Written problem
Reproduce every one of the rows below verbatim, leaving out the pictures.
(begin)
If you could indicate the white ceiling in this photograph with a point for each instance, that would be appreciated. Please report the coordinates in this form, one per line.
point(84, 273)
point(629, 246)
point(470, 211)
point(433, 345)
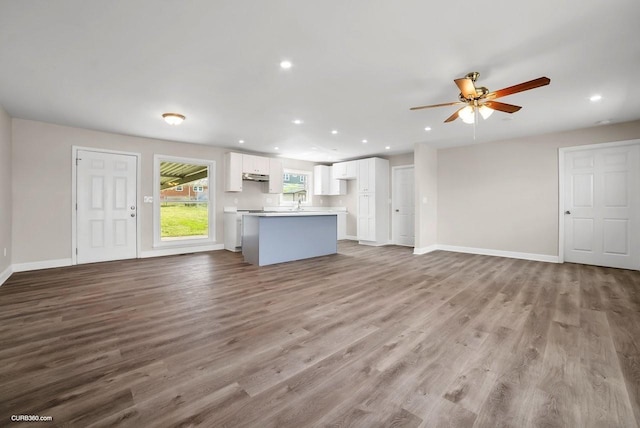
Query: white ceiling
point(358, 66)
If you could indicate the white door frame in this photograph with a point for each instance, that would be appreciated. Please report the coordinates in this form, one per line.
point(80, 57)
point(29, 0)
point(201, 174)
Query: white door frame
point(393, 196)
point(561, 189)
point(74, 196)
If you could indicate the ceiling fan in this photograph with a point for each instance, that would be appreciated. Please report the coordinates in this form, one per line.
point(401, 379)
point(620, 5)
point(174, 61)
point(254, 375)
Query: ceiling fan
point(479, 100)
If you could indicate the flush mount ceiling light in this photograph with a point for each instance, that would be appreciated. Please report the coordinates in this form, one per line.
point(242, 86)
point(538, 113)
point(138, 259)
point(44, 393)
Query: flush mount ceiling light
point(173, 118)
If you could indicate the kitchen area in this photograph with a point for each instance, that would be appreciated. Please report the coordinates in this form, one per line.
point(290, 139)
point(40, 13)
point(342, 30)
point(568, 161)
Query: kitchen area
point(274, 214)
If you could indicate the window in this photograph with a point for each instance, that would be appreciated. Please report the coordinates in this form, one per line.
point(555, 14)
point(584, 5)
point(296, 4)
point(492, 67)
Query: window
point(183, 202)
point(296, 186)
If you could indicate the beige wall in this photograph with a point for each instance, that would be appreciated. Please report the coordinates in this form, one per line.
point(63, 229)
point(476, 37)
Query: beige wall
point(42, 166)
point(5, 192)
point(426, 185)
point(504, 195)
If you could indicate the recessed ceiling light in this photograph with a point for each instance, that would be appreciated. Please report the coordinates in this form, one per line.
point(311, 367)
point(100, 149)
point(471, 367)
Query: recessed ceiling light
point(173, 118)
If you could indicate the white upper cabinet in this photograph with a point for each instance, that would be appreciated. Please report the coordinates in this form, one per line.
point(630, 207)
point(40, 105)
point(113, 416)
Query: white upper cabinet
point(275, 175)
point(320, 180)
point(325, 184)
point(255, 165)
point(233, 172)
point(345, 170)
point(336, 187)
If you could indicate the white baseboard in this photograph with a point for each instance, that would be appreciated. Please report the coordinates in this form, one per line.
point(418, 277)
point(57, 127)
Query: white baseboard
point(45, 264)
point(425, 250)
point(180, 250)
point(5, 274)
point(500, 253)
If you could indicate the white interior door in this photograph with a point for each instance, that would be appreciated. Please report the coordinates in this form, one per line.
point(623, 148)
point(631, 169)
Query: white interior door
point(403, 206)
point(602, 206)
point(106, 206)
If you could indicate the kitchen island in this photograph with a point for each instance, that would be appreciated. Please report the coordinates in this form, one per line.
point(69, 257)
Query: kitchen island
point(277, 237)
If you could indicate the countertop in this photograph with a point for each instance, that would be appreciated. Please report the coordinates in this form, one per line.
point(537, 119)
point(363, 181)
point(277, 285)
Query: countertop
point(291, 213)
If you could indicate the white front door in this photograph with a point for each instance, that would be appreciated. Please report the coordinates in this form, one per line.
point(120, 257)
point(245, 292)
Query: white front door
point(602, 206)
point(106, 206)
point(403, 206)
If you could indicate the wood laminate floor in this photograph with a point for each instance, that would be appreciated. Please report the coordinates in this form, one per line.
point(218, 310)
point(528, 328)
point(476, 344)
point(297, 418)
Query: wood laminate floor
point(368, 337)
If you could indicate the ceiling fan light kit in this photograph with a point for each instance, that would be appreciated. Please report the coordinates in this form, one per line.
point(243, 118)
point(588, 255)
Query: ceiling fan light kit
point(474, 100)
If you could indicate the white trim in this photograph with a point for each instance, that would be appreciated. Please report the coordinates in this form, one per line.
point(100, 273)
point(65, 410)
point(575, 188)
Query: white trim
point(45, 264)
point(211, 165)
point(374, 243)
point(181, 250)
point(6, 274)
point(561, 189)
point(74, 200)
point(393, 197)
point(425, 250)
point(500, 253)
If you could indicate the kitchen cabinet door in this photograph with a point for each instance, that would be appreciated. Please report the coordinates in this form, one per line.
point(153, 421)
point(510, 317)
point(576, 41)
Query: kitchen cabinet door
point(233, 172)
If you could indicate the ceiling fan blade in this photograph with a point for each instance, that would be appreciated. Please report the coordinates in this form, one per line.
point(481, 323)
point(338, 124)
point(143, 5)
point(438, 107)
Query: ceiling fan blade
(end)
Output below
If you could indicate the white ceiling in this photograph with a point for each instance, that would be appreciated. Please report the coordinates in this form, one per line.
point(84, 273)
point(629, 246)
point(470, 211)
point(433, 345)
Query: white ceiling
point(358, 66)
If you could indicate the white door frame in this photograph with a point for each instance, that would be appreciated. Please report the coordinates in this form, one per line.
point(80, 57)
point(29, 0)
point(201, 174)
Query: white door frame
point(393, 196)
point(561, 189)
point(74, 196)
If you could indicate the ceiling fan in this photograph with a point for each instance, that would be appreciated. Please report the coordinates in this form, one per line.
point(401, 379)
point(620, 5)
point(174, 61)
point(254, 375)
Query: ceiling fan
point(479, 100)
If you could indicate the flush mount ceiling light in this photograph with a point for each instance, that would be appreciated. Please report the coordinates in this form, one per line.
point(242, 86)
point(538, 113)
point(138, 259)
point(44, 393)
Query: flush mount ceiling light
point(173, 118)
If you could indicate the kitchen area in this photograph with a point for each instance, that would be appreciated. Please report the coordinates in this form, one per line.
point(290, 139)
point(40, 13)
point(342, 30)
point(568, 161)
Query: kitchen area
point(274, 214)
If you could indicate the window in this photograph with a point for each instance, that would be appreciated. Please report the coordinates in this form, one per line.
point(555, 14)
point(584, 5)
point(296, 4)
point(492, 67)
Query: window
point(183, 202)
point(296, 186)
If you could indicate the beige wall in this photograph with a point for each instance, that would be appreciated. Please report the coordinates in this form, one per line.
point(63, 229)
point(476, 37)
Query: beige wall
point(42, 166)
point(5, 192)
point(426, 185)
point(504, 195)
If you could indicate the recessed ceiling light in this photograph with a point for each instance, that would be appreciated. Please report the coordinates in this form, one per line.
point(311, 367)
point(100, 149)
point(471, 367)
Query: recessed ceiling light
point(173, 118)
If you could indicate the white upper cabinet in this photograph with a point for each instance, that would be appreciated. Please report the coordinates in this form, one per line.
point(630, 207)
point(40, 105)
point(113, 416)
Query: white upper cabinet
point(275, 175)
point(320, 180)
point(325, 184)
point(255, 165)
point(233, 172)
point(345, 170)
point(336, 187)
If you could indicate the white baseboard in this photograph with a point for each instance, that would be appreciated. Please report the coordinates in this form, one per line.
point(418, 277)
point(57, 127)
Query: white baseboard
point(45, 264)
point(425, 250)
point(180, 250)
point(5, 274)
point(500, 253)
If you could indicate the white interior door in this photograph with a point for each instance, that would be appreciated. Please report the coordinates in this form, one per line.
point(623, 148)
point(631, 169)
Query: white interior door
point(403, 206)
point(602, 206)
point(106, 206)
If you could indicate the kitchen island in this photograph with a point for each instance, that would be appreciated. Please report the coordinates in this form, one per line.
point(69, 257)
Query: kitchen island
point(277, 237)
If you could indicate the countertop in this photograph with a point for each instance, that would be appreciated. Please report the coordinates in this form, one per line.
point(537, 119)
point(363, 181)
point(277, 285)
Query: countertop
point(291, 213)
If you could indicate the white front door in this photograph with a point for each instance, that would be appreciated. Please report the coordinates in this form, one per line.
point(120, 257)
point(245, 292)
Query: white front door
point(602, 206)
point(106, 206)
point(403, 206)
If you could indicate the wood laminate floor in this photograph with a point for each instance, that would be appreciated. Please report the coordinates in this form, one per line.
point(218, 310)
point(528, 328)
point(476, 344)
point(297, 418)
Query: wood laminate floor
point(368, 337)
If you could indicate the ceiling fan light kit in this photograph with a point for each instance, that would be appreciated. Please report the coordinates in this form, one per line.
point(243, 118)
point(588, 255)
Query: ceiling fan light kit
point(474, 100)
If you could indicate the white trim in this photograph with a point for each instance, that would be appreciated. Please report the coordinates in this form, one per line.
point(100, 273)
point(65, 410)
point(575, 188)
Query: white trim
point(45, 264)
point(211, 165)
point(374, 243)
point(181, 250)
point(6, 274)
point(561, 189)
point(74, 200)
point(393, 197)
point(425, 250)
point(500, 253)
If you could indicate the kitchen cabinet door in this photograph with a point for each instance, that would be appreciated. Please report the coordinates in this form, one per line.
point(153, 421)
point(510, 317)
point(576, 41)
Query: kitchen cabinet door
point(233, 172)
If you could indicate the ceiling fan blade in this photograph with a point for each instance, that would be appreciated. Please report the coordinates in this form, one per line.
point(481, 323)
point(338, 124)
point(143, 5)
point(438, 107)
Query: ceiling fan blade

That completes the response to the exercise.